:: Do this ::
Edit the entries below so that "pixel coordinates" becomes "point coordinates" wherever it occurs, and leave every other word unchanged.

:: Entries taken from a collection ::

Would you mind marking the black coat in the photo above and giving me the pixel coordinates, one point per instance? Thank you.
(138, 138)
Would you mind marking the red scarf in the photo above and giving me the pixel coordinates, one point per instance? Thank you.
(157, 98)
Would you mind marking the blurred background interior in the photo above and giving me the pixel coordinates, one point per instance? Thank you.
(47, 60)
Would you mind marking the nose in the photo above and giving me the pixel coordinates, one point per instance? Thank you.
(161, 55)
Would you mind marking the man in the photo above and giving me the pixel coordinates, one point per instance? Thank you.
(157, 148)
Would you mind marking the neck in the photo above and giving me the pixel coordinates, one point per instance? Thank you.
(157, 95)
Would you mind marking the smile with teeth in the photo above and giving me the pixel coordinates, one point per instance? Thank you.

:: Finished exercise ::
Would you mind marking the black coat in the photo above and giving me the point coordinates, one point per instance? Thank you.
(138, 138)
Would you mind marking the red scarf in the photo above and giving me the point coordinates, one point per instance? Thank you.
(157, 98)
Would you mind marking the blurred background interior in the photo above and giving me the point coordinates, one point per instance? Thank you.
(47, 60)
Would you mind marking the nose in the photo above and giving me the point coordinates, one point per instance? Thank you.
(161, 55)
Would you mind marking the man in the photo above and giving me the point coordinates, one point per instance? Thank you.
(157, 148)
Would you mind marking the neck in the photo above and giving me the point coordinates, one point per instance? Thank you.
(157, 95)
Would you mind marking the smile with teeth in the photo above and giving me the point coordinates, one point per instance? Thank you.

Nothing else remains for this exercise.